___ Provided entries ___

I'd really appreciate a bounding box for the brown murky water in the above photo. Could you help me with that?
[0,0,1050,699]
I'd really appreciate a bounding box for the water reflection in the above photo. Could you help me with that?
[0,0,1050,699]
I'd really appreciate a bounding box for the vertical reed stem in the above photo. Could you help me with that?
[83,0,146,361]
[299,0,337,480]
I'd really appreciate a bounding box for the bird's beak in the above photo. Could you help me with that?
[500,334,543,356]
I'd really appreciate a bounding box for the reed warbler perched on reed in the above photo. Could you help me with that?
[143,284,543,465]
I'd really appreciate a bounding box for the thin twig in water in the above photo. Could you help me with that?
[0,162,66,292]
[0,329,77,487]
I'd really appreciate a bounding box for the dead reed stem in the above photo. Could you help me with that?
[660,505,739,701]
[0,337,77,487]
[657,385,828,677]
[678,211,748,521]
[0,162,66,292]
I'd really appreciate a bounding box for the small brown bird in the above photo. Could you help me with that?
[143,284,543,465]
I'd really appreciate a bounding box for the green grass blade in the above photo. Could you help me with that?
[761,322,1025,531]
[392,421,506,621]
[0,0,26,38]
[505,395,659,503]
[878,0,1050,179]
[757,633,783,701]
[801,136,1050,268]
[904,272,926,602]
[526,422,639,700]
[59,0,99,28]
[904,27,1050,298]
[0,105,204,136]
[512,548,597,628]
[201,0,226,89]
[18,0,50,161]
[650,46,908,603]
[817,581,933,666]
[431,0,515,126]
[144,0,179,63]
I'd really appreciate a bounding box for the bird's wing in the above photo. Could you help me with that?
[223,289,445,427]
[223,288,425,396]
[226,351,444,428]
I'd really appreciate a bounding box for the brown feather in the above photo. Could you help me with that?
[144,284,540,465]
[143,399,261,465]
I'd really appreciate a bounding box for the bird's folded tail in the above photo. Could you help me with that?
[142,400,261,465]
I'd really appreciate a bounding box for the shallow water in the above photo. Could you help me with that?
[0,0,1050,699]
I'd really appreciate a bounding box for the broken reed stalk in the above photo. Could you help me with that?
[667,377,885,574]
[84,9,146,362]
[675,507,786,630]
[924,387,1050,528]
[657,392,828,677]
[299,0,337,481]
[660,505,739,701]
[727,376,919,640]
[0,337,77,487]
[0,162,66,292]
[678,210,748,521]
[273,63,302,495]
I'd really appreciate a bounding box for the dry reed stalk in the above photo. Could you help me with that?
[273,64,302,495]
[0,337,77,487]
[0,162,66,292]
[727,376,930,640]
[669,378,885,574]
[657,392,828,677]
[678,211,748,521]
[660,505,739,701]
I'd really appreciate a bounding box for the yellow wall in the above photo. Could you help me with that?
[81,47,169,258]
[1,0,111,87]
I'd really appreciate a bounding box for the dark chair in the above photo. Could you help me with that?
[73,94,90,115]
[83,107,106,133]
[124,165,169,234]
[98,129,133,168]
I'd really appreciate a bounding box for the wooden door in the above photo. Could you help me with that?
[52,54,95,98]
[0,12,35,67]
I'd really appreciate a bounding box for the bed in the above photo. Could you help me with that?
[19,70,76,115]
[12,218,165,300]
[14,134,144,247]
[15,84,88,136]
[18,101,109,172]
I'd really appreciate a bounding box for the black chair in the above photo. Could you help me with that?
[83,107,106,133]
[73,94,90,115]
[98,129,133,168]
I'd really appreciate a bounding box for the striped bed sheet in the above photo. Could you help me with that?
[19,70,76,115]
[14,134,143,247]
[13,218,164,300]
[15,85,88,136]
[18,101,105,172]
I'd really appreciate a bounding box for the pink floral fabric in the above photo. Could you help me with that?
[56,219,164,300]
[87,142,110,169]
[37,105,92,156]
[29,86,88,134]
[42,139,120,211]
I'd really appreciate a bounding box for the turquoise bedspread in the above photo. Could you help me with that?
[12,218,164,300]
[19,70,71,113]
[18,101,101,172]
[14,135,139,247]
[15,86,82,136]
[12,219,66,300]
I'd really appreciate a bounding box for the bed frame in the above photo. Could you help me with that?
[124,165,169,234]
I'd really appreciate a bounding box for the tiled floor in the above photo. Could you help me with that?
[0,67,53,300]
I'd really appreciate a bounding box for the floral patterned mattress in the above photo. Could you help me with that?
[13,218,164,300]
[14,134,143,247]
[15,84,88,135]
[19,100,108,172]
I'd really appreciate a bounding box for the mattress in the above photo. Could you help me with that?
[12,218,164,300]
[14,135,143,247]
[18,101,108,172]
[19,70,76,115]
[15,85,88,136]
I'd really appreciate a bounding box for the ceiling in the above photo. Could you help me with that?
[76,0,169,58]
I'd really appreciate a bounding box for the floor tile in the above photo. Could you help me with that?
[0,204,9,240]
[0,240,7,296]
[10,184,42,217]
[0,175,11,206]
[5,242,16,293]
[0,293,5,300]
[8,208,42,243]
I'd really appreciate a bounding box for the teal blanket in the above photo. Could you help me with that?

___

▸ Written instruction:
Rewrite every item above, substituting "welcome" for each "really appreciate" and leaving all other text unchanged.

▸ Task solution:
I'd welcome a bounding box for the brown murky water in the above photo. Could you help me with that?
[0,0,1050,699]
I'd welcome a bounding box for the water reflection in the above photo. Could you help me with that?
[0,0,1050,699]
I'd welcome a bounding box for the vertical reed stem in the above photo. Could you help me with that?
[83,0,146,361]
[299,0,337,480]
I'd welcome a bounding box for the bird's beak in the above photo. Could you help me with that?
[500,334,543,356]
I'd welcome a bounding box for the reed warbler perched on reed in the above photo. Could you help me with that?
[143,284,543,465]
I'd welcome a bounding box for the thin twig in water in the above photo. Could you help me with that?
[0,162,66,292]
[0,329,77,487]
I'd welcome a bounding box for the dead reed stem in the above photo. Could you help me with that?
[660,505,739,701]
[0,337,77,487]
[657,385,828,677]
[678,211,748,521]
[0,162,66,292]
I'd welcome a bounding box for the small brown bird in the above photo. Could you help me with that?
[143,284,543,465]
I'd welcome a bounding box for the green grass blade in the above photo. Could you help me with that?
[761,322,1025,531]
[392,421,506,621]
[0,0,26,38]
[505,395,659,503]
[878,0,1050,179]
[757,633,783,701]
[801,136,1050,268]
[904,272,926,602]
[526,422,639,700]
[59,0,99,28]
[904,27,1050,298]
[0,105,204,136]
[512,548,597,628]
[201,0,226,89]
[18,0,50,161]
[650,46,908,603]
[817,581,933,666]
[431,0,515,126]
[144,0,179,63]
I'd welcome a bounding box for the bird's wing in the above photo. Could you help me with that?
[223,289,445,427]
[223,288,425,396]
[226,351,444,428]
I'd welcome a bounding box for the brown feather in the above photo. Could you help me with that?
[144,284,540,465]
[143,399,261,465]
I'd welcome a bounding box for the bird's folded tail in the above photo. Could you help me with that?
[142,400,261,465]
I'd welcome a bounding box for the shallow water in the above photo. Could you help me with that?
[0,0,1050,699]
I'd welcome a bounding box for the broken reed stalk in the above photo. Could you help me with that?
[667,377,885,574]
[84,9,146,362]
[675,507,786,630]
[924,387,1050,528]
[657,392,828,677]
[299,0,337,481]
[660,505,739,701]
[727,376,919,640]
[0,337,77,487]
[0,162,66,292]
[678,210,748,521]
[273,63,302,495]
I'd welcome a bounding box for the dry reed stalk in the above photo. Could you help me with that?
[273,64,302,495]
[0,337,77,487]
[0,162,66,292]
[727,376,930,640]
[669,378,885,574]
[657,392,828,677]
[678,211,748,521]
[660,505,739,701]
I'd welcome a bounding box for the yellow wall in the above photo. Could you help me with that?
[81,47,169,258]
[1,0,111,87]
I'd welcome a bounding box for the dark chair in the above photo. Could you help me with that?
[73,94,90,115]
[83,107,106,133]
[124,165,169,234]
[98,129,133,168]
I'd welcome a bounding box for the wooden door in the above photo. Could you help me with that?
[52,54,95,98]
[0,12,35,67]
I'd welcome a bounding box for the bed in the above photo. Could you help me with that?
[19,70,76,115]
[12,218,165,300]
[14,134,144,247]
[15,84,88,136]
[18,101,109,172]
I'd welcome a bounding box for the black chair in the above photo. Could you help me with that?
[83,107,106,133]
[73,94,90,115]
[98,129,133,168]
I'd welcome a bounding box for the striped bed sheet in the above photo. Could you help me with that?
[19,70,76,115]
[14,134,143,247]
[13,218,164,300]
[15,85,88,136]
[18,101,105,172]
I'd welcome a bounding box for the pink floral fabric in the above photo. Could you help me with that?
[56,219,164,300]
[87,142,110,169]
[37,105,92,156]
[29,86,88,134]
[42,139,120,211]
I'd welcome a bounding box for the turquoise bedspread in the above photo. Could you help me with that?
[12,218,164,300]
[19,70,71,113]
[18,101,101,172]
[14,135,139,247]
[15,86,82,136]
[12,219,66,300]
I'd welcome a bounding box for the bed frame in the above photo. Could you help me with that?
[124,165,169,234]
I'd welcome a bounding box for the tiled floor in the above photo. Could you help me with that?
[0,67,53,300]
I'd welcome a bounding box for the floral patterned mattress in the above photo. Could you help me with that?
[13,218,164,300]
[14,134,143,247]
[15,84,88,135]
[19,100,108,172]
I'd welcome a bounding box for the mattress in the above photo. Could you help me with that?
[12,218,164,300]
[14,135,143,247]
[18,101,108,172]
[19,70,76,115]
[15,85,88,136]
I'd welcome a bounding box for the ceiling in the above photo. Could you help me with that?
[76,0,169,58]
I'd welcome a bounding box for the floor tile in the above photo. Could you help me with that?
[0,204,9,240]
[0,240,7,296]
[10,184,42,217]
[0,175,11,206]
[5,242,16,293]
[0,293,5,300]
[8,208,42,243]
I'd welcome a bounding box for the teal blanket in the above photo. Could you help me with that?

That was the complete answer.